--- Task directions ---
Reproduce the data below word for word, but leave out the pictures.

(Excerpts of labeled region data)
START
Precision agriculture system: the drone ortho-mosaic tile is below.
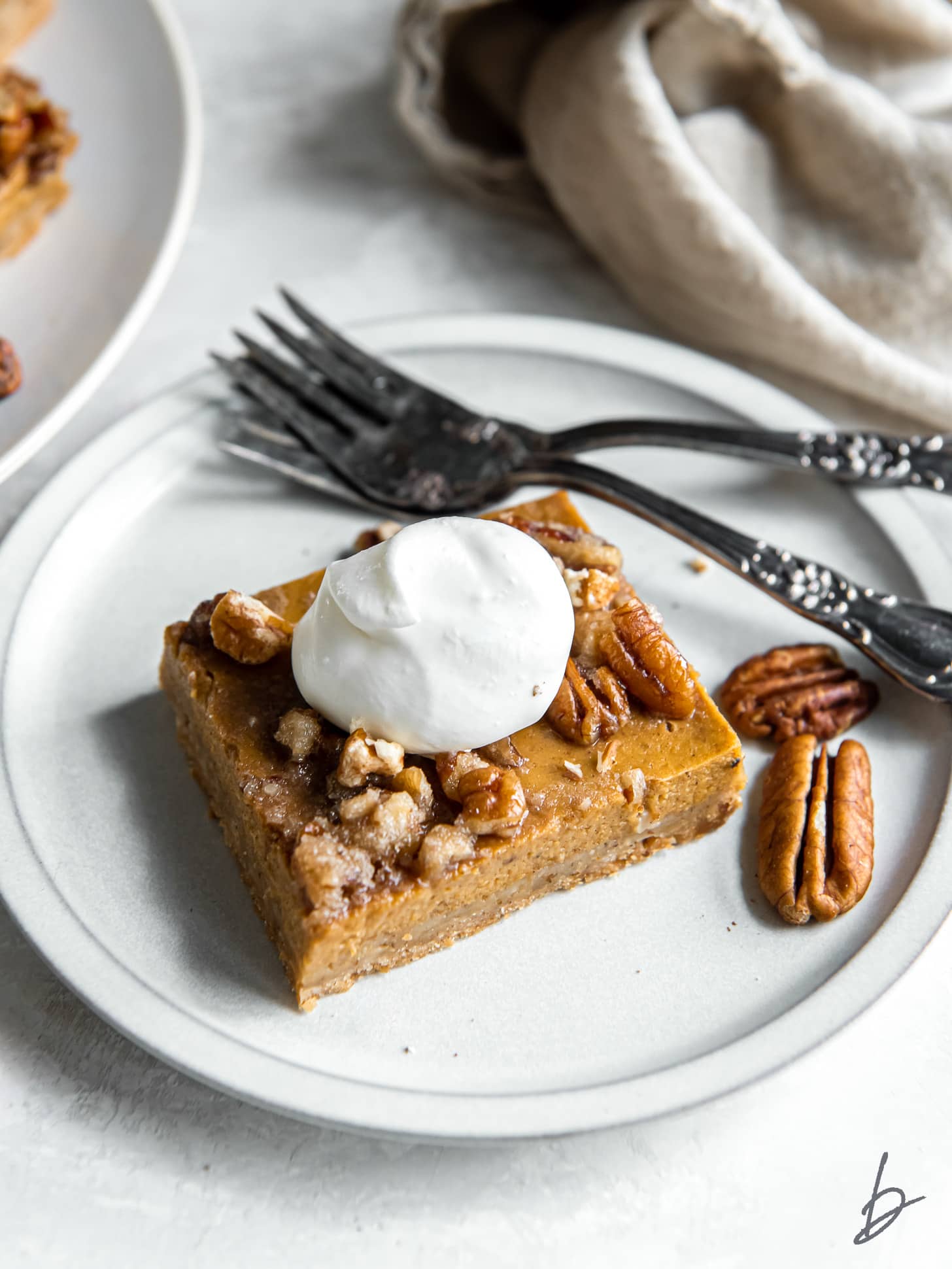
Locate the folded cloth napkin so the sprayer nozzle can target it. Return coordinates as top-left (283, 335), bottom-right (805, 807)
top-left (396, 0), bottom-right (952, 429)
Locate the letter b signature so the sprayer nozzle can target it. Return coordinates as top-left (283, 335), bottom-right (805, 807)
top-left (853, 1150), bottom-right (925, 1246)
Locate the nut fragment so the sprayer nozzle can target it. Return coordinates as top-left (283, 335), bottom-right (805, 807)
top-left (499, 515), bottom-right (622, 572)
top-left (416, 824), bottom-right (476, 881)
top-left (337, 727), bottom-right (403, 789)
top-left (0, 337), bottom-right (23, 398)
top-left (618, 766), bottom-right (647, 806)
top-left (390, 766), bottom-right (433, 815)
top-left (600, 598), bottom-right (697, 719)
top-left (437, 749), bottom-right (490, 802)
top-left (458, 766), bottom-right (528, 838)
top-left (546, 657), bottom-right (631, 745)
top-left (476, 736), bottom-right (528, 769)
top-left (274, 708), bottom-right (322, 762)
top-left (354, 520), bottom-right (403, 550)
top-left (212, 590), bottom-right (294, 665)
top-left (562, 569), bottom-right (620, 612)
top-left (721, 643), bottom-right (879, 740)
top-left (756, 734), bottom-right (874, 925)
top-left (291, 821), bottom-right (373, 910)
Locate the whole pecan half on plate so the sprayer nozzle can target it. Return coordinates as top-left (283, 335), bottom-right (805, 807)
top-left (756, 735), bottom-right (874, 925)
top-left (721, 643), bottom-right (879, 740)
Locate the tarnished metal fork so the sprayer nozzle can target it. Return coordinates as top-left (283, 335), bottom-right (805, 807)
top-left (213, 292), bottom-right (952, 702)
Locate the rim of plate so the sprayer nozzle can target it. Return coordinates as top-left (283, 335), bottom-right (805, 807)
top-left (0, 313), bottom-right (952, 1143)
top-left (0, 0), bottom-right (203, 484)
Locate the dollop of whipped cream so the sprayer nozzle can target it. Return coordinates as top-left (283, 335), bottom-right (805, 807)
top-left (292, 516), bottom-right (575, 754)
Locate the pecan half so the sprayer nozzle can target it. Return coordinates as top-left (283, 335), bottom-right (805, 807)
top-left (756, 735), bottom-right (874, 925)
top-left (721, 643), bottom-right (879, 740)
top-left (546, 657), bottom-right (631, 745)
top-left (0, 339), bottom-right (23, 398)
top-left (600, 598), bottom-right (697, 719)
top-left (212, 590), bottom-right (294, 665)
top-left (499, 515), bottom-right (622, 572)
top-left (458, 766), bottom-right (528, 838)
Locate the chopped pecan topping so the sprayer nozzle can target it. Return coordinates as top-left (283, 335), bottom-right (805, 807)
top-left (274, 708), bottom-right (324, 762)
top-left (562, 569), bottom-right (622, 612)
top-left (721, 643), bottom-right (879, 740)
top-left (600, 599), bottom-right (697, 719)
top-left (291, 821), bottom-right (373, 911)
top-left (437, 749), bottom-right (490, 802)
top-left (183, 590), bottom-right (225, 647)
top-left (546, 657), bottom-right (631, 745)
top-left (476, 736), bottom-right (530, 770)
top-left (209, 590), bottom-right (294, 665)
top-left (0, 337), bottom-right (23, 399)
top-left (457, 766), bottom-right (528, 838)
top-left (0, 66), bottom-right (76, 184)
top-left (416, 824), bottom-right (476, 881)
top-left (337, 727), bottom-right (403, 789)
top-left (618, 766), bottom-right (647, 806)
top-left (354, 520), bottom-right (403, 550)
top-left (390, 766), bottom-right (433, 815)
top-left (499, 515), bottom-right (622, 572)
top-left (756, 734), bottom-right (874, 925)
END
--- Written response ---
Precision agriculture system: the drone ortho-mosaic tile is below.
Locate the folded cloth napkin so the sprayer nozzle can target it. Return coordinates as top-left (283, 335), bottom-right (805, 807)
top-left (396, 0), bottom-right (952, 429)
Locate the letter b signature so the sprayer nozzle can target it. Return coordinates as top-left (283, 335), bottom-right (805, 807)
top-left (853, 1150), bottom-right (925, 1246)
Locate the nut fragment so the sprayer nozzle can target it. Return coordinates as top-left (283, 335), bottom-right (805, 807)
top-left (499, 515), bottom-right (622, 572)
top-left (416, 824), bottom-right (476, 881)
top-left (337, 727), bottom-right (403, 789)
top-left (0, 337), bottom-right (23, 398)
top-left (618, 766), bottom-right (647, 806)
top-left (390, 766), bottom-right (433, 815)
top-left (600, 598), bottom-right (697, 719)
top-left (437, 749), bottom-right (490, 802)
top-left (458, 766), bottom-right (528, 838)
top-left (546, 657), bottom-right (631, 745)
top-left (476, 736), bottom-right (528, 769)
top-left (274, 708), bottom-right (322, 762)
top-left (354, 520), bottom-right (403, 550)
top-left (212, 590), bottom-right (294, 665)
top-left (562, 569), bottom-right (620, 612)
top-left (721, 643), bottom-right (879, 740)
top-left (756, 734), bottom-right (874, 925)
top-left (291, 821), bottom-right (373, 910)
Locate the whole pecan half on plate so the sprayer nozzle can target it. Return coordinates as top-left (283, 335), bottom-right (805, 807)
top-left (756, 735), bottom-right (874, 925)
top-left (721, 643), bottom-right (879, 740)
Locate the tarnished metal fork so the sprayer nozzle can target it. Return coordinates as top-left (283, 335), bottom-right (805, 807)
top-left (213, 292), bottom-right (952, 702)
Locate the rim of plate so the sprayer nozzle can target it. Return coordinates as top-left (283, 335), bottom-right (805, 807)
top-left (0, 313), bottom-right (952, 1143)
top-left (0, 0), bottom-right (203, 484)
Locate the dollop of whipped cream so the sprayer nozzle can target it. Return coordinates as top-left (283, 335), bottom-right (805, 807)
top-left (292, 516), bottom-right (575, 754)
Locate the pecan half so the sprayer nozzle can target it. Return coordinates as top-left (283, 335), bottom-right (805, 807)
top-left (756, 735), bottom-right (874, 925)
top-left (721, 643), bottom-right (879, 740)
top-left (546, 657), bottom-right (631, 745)
top-left (0, 339), bottom-right (23, 398)
top-left (600, 598), bottom-right (697, 719)
top-left (212, 590), bottom-right (294, 665)
top-left (499, 515), bottom-right (622, 572)
top-left (458, 766), bottom-right (528, 838)
Locate the chopped pecan topping so the sprayer nozzle can target it. Return coordinates as top-left (283, 335), bottom-right (805, 807)
top-left (274, 708), bottom-right (324, 762)
top-left (562, 569), bottom-right (622, 612)
top-left (721, 643), bottom-right (879, 740)
top-left (600, 599), bottom-right (697, 719)
top-left (291, 821), bottom-right (373, 911)
top-left (437, 749), bottom-right (490, 802)
top-left (183, 590), bottom-right (225, 647)
top-left (546, 657), bottom-right (631, 745)
top-left (476, 736), bottom-right (530, 770)
top-left (209, 590), bottom-right (294, 665)
top-left (0, 337), bottom-right (23, 399)
top-left (457, 766), bottom-right (528, 838)
top-left (0, 66), bottom-right (76, 184)
top-left (416, 824), bottom-right (476, 881)
top-left (337, 727), bottom-right (403, 789)
top-left (618, 766), bottom-right (647, 806)
top-left (354, 520), bottom-right (403, 550)
top-left (390, 766), bottom-right (433, 815)
top-left (499, 515), bottom-right (622, 572)
top-left (756, 734), bottom-right (874, 925)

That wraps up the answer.